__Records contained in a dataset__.
____
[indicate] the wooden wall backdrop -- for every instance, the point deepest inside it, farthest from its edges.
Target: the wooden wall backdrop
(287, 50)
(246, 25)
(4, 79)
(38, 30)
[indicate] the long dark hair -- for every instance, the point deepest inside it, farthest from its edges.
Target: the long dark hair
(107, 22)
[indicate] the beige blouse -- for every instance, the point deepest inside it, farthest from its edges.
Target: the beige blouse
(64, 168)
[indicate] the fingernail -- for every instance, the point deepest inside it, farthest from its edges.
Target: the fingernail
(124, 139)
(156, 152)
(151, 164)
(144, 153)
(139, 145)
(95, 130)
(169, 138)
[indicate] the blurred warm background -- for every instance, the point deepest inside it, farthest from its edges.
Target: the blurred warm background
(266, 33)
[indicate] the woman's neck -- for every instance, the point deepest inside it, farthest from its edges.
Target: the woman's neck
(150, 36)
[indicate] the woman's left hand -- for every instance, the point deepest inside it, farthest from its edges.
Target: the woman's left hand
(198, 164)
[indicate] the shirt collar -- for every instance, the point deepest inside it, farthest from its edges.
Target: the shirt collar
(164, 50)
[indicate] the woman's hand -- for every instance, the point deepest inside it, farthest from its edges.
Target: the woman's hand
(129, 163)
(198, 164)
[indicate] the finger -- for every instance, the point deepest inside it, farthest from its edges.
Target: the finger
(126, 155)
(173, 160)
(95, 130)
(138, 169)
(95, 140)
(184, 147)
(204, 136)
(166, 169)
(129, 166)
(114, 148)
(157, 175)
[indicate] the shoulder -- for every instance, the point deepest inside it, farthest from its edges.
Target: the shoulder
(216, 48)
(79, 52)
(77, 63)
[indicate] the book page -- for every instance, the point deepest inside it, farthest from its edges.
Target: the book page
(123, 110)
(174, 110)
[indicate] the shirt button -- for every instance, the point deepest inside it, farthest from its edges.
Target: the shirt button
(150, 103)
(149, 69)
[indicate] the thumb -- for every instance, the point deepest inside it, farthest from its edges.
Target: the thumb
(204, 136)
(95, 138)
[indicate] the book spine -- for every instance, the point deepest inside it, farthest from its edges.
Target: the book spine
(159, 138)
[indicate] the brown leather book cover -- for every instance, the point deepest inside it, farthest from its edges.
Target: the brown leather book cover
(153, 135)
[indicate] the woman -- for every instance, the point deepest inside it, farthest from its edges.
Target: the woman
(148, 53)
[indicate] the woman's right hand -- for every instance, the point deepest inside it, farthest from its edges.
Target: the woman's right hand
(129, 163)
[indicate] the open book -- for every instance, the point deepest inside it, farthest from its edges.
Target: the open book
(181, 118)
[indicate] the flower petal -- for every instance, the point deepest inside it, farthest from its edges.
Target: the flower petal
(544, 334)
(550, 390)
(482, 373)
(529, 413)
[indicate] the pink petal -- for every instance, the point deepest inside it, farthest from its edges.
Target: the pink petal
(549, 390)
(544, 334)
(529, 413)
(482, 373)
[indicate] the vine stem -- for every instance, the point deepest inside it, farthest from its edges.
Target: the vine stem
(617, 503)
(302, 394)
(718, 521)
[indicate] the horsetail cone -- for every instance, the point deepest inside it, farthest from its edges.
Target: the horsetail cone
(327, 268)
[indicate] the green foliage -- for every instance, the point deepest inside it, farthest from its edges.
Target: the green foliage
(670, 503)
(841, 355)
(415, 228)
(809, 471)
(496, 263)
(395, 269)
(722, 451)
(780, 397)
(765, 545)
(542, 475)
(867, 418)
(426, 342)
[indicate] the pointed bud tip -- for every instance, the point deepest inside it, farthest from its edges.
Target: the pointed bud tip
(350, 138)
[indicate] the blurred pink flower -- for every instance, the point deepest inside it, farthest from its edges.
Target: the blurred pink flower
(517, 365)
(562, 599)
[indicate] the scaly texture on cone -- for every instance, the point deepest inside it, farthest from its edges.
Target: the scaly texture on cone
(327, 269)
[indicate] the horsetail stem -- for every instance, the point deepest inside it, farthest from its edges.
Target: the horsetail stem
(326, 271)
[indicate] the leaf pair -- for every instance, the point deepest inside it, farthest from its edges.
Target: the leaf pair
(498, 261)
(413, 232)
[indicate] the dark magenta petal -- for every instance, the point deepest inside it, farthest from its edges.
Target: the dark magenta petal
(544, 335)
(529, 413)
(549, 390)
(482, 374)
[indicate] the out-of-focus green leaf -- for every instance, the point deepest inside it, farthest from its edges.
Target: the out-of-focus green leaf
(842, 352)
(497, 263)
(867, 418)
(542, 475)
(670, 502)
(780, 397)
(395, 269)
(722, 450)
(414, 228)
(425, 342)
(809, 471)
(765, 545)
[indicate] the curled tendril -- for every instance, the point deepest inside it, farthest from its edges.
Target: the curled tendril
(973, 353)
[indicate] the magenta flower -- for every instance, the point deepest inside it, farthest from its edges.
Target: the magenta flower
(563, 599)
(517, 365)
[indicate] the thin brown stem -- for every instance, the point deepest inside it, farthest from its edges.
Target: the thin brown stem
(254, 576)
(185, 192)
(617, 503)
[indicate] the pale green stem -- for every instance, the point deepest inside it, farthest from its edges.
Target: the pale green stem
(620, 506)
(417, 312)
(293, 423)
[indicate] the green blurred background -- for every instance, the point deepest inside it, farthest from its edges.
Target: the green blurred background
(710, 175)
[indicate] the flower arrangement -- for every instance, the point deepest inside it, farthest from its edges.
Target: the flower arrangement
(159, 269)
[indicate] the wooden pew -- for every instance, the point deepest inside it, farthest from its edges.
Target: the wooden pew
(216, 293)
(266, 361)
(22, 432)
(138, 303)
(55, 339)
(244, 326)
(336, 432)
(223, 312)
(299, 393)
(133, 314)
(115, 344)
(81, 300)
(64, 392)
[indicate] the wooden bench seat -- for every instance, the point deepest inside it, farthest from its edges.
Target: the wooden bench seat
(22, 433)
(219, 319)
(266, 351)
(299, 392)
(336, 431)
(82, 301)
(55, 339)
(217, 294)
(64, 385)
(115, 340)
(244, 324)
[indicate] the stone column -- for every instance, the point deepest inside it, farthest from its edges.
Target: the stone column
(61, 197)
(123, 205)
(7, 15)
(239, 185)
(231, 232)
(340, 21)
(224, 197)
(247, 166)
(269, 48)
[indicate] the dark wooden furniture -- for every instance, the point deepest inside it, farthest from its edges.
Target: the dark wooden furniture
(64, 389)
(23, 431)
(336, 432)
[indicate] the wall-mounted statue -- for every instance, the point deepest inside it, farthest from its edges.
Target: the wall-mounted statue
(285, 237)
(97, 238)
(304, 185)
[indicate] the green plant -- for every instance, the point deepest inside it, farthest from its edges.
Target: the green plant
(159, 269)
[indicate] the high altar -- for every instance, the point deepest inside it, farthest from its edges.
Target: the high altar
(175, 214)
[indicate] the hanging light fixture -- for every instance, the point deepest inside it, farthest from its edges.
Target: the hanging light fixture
____
__EXERCISE DETAILS__. Reproduce the data shown above exactly.

__FINAL RESULT__.
[indicate] the wooden wall backdrop -- for every instance, the point deepest inside it, farthest from its edges.
Target: the wooden wall backdrop
(287, 50)
(246, 25)
(4, 79)
(38, 30)
[indicate] the long dark hair -- for every instance, the point deepest inside it, farthest from its edges.
Target: the long dark hair
(107, 22)
[indicate] the beige blouse -- for every instance, the point deepest inside it, farthest from its edges.
Target: the beige blouse
(64, 168)
[indicate] the fingernail -- for every instance, the point deepest inside it, farthest from its edges.
Target: the fingernail
(124, 139)
(156, 152)
(151, 164)
(144, 153)
(139, 145)
(95, 130)
(169, 138)
[indicate] the blurred warm background -- for every instance, the point deepest inside it, farthest from its edges.
Target: the blurred warm background
(266, 33)
[indicate] the woman's neck -- for every instance, the point deepest inside it, farthest from its edges.
Target: the woman's neck
(150, 36)
[indicate] the woman's left hand -- for every instance, the point deepest inside it, farthest from its edges.
Target: the woman's left hand
(198, 164)
[indicate] the shirt collar -- for every instance, the point deepest inside it, farthest from its edges.
Target: the shirt collar
(164, 50)
[indicate] the woman's hand -- for every instance, the point deepest inside it, farthest from its edges.
Target: the woman's hand
(129, 163)
(198, 164)
[indicate] the finger -- for every instance, the point deepest inside it, farthest from its edges.
Target: the finger
(126, 155)
(173, 160)
(95, 130)
(138, 169)
(95, 140)
(184, 147)
(204, 136)
(166, 169)
(129, 166)
(114, 148)
(157, 175)
[indicate] the shoulder -- for every instance, the point deepest inside it, farthest from its edges.
Target: the shoulder
(216, 48)
(79, 52)
(77, 63)
[indicate] the book page -- for every instance, the point deepest inside it, farthest from its edges.
Target: the book page
(123, 110)
(174, 110)
[indicate] the shirt button -- for every instance, the point deepest inside it, farthest from its edges.
Target: the shirt button
(150, 103)
(149, 69)
[indicate] the thumb -- for every instance, the point deepest inside it, farthest from its edges.
Target: the thumb
(204, 136)
(95, 138)
[indicate] the book spine -- for every instance, the point deepest inside it, farthest from its edges.
Target: the book spine
(159, 138)
[indicate] the brown leather book cover -- for every instance, the point deepest inside it, farthest from its edges.
Target: the brown leather book cover
(153, 135)
[indicate] the woman -- for every instance, the point deepest inside it, farthest from its edges.
Target: the woman
(148, 53)
[indicate] the woman's right hand -- for every instance, the point deepest inside it, farthest from its edges.
Target: the woman's right hand
(129, 163)
[indicate] the open book -- for every instance, the point deepest inside it, farthest from its edges.
Target: the open book
(181, 118)
[indicate] the flower petal -- for every instance, the point deepest inside it, farthest from its edges.
Target: the flower petal
(544, 334)
(550, 390)
(482, 373)
(529, 413)
[indicate] the pink petal -- for every instance, the point deepest inside it, farthest from its edges.
Target: the pink petal
(549, 390)
(544, 334)
(529, 413)
(482, 373)
[indicate] the vine stem -- for every instance, the point deepest inside it, farthest from its edges.
Target: the vine stem
(617, 503)
(302, 394)
(718, 521)
[indicate] the horsetail cone -- for every instance, the point deepest inside it, farthest from its edges.
Target: the horsetail cone
(327, 268)
[indicate] the green foliage -- for every instance, the point deepest inside it, farthest from its edges.
Target: the green foliage
(670, 503)
(841, 355)
(415, 228)
(809, 471)
(496, 263)
(395, 269)
(722, 451)
(780, 397)
(765, 545)
(542, 475)
(867, 418)
(426, 342)
[indicate] the pointed bud tip -- for every instance, the point deepest inside it, farthest from its edges.
Target: the pointed bud tip
(350, 138)
[indicate] the blurred pink flower -- for every instance, the point deepest inside it, farthest from its edges.
Target: the blurred pink flower
(517, 365)
(562, 599)
[indicate] the scaly texture on cone -- for every instance, the point deepest inside it, farthest from its edges.
Target: the scaly texture on cone
(327, 269)
[indicate] the horsetail stem -- for every instance, the point deepest inside it, farthest from its edges.
Target: the horsetail stem
(326, 271)
[indicate] the leaf pair -- for every instance, the point deepest inside it, farthest from its edges.
Target: the leaf pair
(498, 261)
(413, 232)
[indicate] the dark magenta petal -- for every instance, the point deepest inside it, farthest from its edges.
Target: the dark magenta petal
(544, 335)
(529, 413)
(549, 390)
(482, 374)
[indicate] the out-of-focus green leaf -- for every instance, the point deepest inside it, farthest from its edges.
Target: the out-of-focus green leaf
(842, 352)
(497, 263)
(867, 418)
(542, 475)
(670, 502)
(780, 397)
(395, 269)
(722, 450)
(414, 228)
(425, 342)
(809, 471)
(765, 545)
[indicate] the curled tendril -- for every instance, the point deepest inside it, farthest from its edges.
Target: the curled tendril
(973, 353)
[indicate] the magenta flower -- for every instance, the point deepest inside it, farthest from its edges.
Target: the magenta flower
(563, 599)
(517, 365)
[indicate] the thin brown stem -- for every instance, the point deepest inside it, farthest from its edges.
Target: the thin brown stem
(254, 576)
(185, 192)
(617, 503)
[indicate] the pale green stem -- for every instance, the point deepest inside it, farthest from its edges.
Target: the pale green stem
(620, 506)
(417, 312)
(293, 423)
[indicate] the green blurred background -- for every instance, the point deepest inside it, farthest from its edges.
Target: the green blurred background
(710, 175)
[indicate] the flower arrangement -- for every instance, the point deepest inside it, farthest from its edges.
Target: the flower arrangement
(159, 269)
[indicate] the wooden pew -- for every instance, the point deepest inside it, farthest from its edges.
Target: the wooden pew
(216, 293)
(266, 361)
(22, 432)
(138, 303)
(55, 339)
(244, 326)
(336, 432)
(223, 312)
(299, 393)
(133, 314)
(115, 344)
(81, 300)
(64, 392)
[indicate] the wooden bench seat -- for every instance, the point deepest inside it, farthest from its edges.
Target: the wooden bench seat
(22, 433)
(219, 319)
(266, 351)
(299, 392)
(336, 431)
(82, 301)
(55, 339)
(217, 294)
(64, 385)
(115, 340)
(244, 324)
[indicate] the stone column -- for every instance, the point deepest inside it, farthest from its edges.
Target: the stone column
(61, 197)
(123, 205)
(7, 15)
(239, 185)
(231, 232)
(340, 21)
(224, 197)
(247, 166)
(269, 48)
[indicate] the dark wooden furniture -- for every instance, the point deepest inside it, farthest from its edges.
Target: the dark wooden furniture
(64, 389)
(23, 431)
(336, 432)
[indicate] the wall-mounted statue -- for every instance, the point deepest inside it, farthest from its edges.
Target: the wall-mounted statue
(285, 237)
(97, 238)
(304, 185)
[indicate] the green plant -- for every instance, the point deepest inside it, farthest from its edges.
Target: the green plant
(159, 269)
[indicate] the high altar -- for every instance, the point deepest inside it, farthest from its edges.
Target: the high altar
(175, 214)
[indicate] the hanging light fixture -- for every instance, the point deepest inside it, farthest from its edges.
Target: the hanging light fixture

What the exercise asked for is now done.